In the stretch of the records from the line containing "Note to the class: mark the black swim" through the end, rename "black swim cap" to "red swim cap" and keep everything else the same. Give only those lines, and leave the picture out.
=== Exercise data ===
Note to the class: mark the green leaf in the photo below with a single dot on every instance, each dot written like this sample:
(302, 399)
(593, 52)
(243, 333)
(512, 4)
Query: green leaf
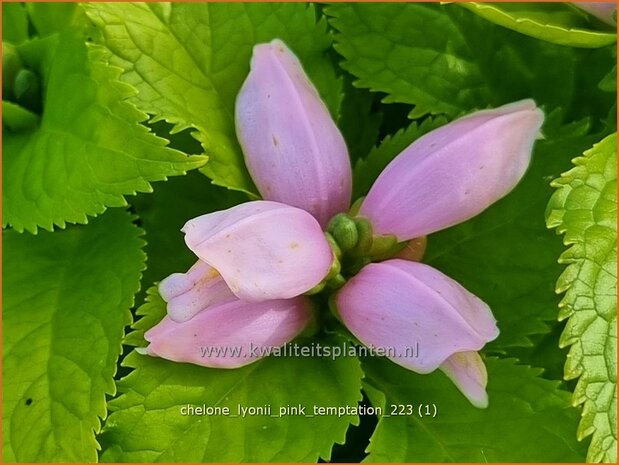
(89, 149)
(147, 426)
(509, 247)
(528, 419)
(49, 18)
(164, 212)
(188, 61)
(443, 59)
(17, 118)
(558, 23)
(584, 209)
(358, 123)
(366, 170)
(14, 23)
(65, 306)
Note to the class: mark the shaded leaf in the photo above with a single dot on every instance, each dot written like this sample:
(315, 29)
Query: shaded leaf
(188, 61)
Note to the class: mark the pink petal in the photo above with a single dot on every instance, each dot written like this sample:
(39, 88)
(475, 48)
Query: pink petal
(399, 305)
(293, 149)
(468, 372)
(263, 250)
(189, 293)
(455, 172)
(225, 335)
(604, 11)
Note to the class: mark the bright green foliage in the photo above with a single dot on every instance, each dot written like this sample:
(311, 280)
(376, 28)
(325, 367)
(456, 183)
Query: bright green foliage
(65, 305)
(14, 23)
(188, 61)
(89, 149)
(528, 419)
(146, 424)
(509, 248)
(584, 209)
(359, 125)
(164, 212)
(444, 59)
(366, 170)
(559, 23)
(17, 118)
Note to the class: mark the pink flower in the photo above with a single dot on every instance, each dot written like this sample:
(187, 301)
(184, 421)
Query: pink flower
(230, 334)
(263, 250)
(293, 149)
(454, 172)
(604, 11)
(254, 256)
(446, 177)
(399, 303)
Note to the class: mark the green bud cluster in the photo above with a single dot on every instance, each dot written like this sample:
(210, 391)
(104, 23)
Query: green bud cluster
(354, 245)
(355, 238)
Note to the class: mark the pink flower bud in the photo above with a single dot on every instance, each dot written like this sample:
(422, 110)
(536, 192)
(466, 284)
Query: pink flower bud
(454, 172)
(230, 334)
(468, 372)
(189, 293)
(263, 250)
(293, 149)
(399, 305)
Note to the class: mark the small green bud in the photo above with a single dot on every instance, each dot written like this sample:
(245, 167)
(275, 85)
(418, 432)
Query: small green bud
(364, 234)
(334, 246)
(344, 231)
(317, 288)
(384, 247)
(354, 209)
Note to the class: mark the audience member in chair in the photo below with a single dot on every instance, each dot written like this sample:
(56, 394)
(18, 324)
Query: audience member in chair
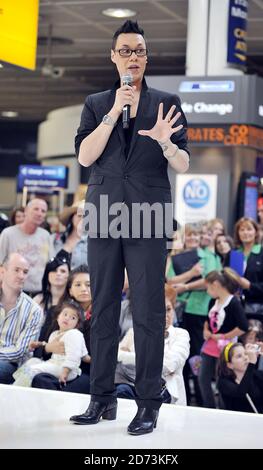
(239, 383)
(78, 289)
(226, 321)
(20, 317)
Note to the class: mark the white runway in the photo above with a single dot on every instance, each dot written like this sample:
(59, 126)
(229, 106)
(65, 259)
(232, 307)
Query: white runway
(38, 419)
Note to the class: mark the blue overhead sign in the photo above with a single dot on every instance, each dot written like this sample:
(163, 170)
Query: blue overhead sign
(207, 86)
(237, 32)
(44, 177)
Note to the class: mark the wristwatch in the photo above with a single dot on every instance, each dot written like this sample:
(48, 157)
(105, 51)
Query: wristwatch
(108, 120)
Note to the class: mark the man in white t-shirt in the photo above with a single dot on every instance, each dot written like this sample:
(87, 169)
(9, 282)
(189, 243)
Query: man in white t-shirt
(31, 241)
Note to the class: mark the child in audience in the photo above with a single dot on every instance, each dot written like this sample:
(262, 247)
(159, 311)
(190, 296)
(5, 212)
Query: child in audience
(63, 366)
(239, 383)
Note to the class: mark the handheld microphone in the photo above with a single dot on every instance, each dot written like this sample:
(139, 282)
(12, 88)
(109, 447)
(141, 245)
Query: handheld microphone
(126, 80)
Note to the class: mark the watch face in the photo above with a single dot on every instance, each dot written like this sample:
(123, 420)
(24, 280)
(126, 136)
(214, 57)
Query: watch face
(108, 120)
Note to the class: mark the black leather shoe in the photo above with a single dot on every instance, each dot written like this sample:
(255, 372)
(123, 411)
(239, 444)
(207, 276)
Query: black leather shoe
(95, 411)
(144, 421)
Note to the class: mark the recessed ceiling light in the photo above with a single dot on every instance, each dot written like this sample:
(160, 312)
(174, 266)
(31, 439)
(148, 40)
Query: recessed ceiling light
(9, 114)
(119, 12)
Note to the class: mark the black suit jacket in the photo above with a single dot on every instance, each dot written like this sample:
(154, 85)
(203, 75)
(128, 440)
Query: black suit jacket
(142, 176)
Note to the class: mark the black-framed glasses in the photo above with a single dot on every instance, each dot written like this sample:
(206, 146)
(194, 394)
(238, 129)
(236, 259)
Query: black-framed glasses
(126, 52)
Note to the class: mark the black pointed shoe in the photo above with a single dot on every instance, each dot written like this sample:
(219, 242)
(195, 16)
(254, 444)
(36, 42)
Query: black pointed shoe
(144, 421)
(95, 411)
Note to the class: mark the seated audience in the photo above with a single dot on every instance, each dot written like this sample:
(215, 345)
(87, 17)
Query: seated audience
(226, 321)
(176, 351)
(21, 317)
(63, 366)
(239, 382)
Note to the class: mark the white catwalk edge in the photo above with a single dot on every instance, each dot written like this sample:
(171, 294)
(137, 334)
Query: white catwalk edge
(39, 419)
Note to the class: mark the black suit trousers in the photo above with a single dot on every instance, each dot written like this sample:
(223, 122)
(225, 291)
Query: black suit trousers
(145, 261)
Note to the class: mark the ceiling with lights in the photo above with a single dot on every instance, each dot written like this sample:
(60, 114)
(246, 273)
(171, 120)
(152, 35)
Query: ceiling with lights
(73, 54)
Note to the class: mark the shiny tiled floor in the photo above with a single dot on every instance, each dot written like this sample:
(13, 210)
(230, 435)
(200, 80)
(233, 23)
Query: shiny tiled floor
(32, 418)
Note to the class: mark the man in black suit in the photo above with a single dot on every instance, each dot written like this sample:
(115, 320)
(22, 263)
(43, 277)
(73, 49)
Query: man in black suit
(129, 168)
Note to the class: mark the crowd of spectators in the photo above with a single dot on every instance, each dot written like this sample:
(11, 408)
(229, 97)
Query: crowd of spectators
(214, 310)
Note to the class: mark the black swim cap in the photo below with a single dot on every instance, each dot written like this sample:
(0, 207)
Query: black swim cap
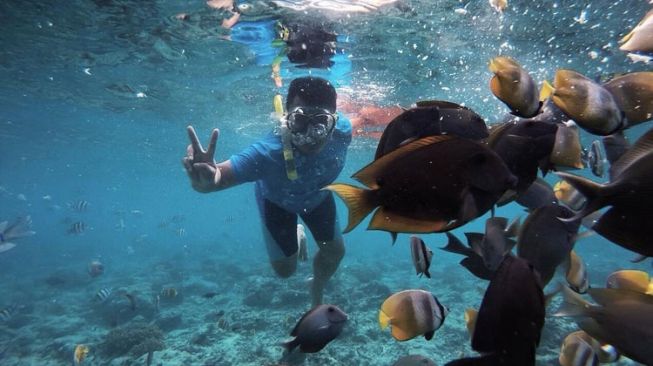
===
§ **Solved problem**:
Note to the class: mark the red swim cap in the photo below with a single dot on every instance, each dot written like this sample:
(0, 207)
Query: red swim cap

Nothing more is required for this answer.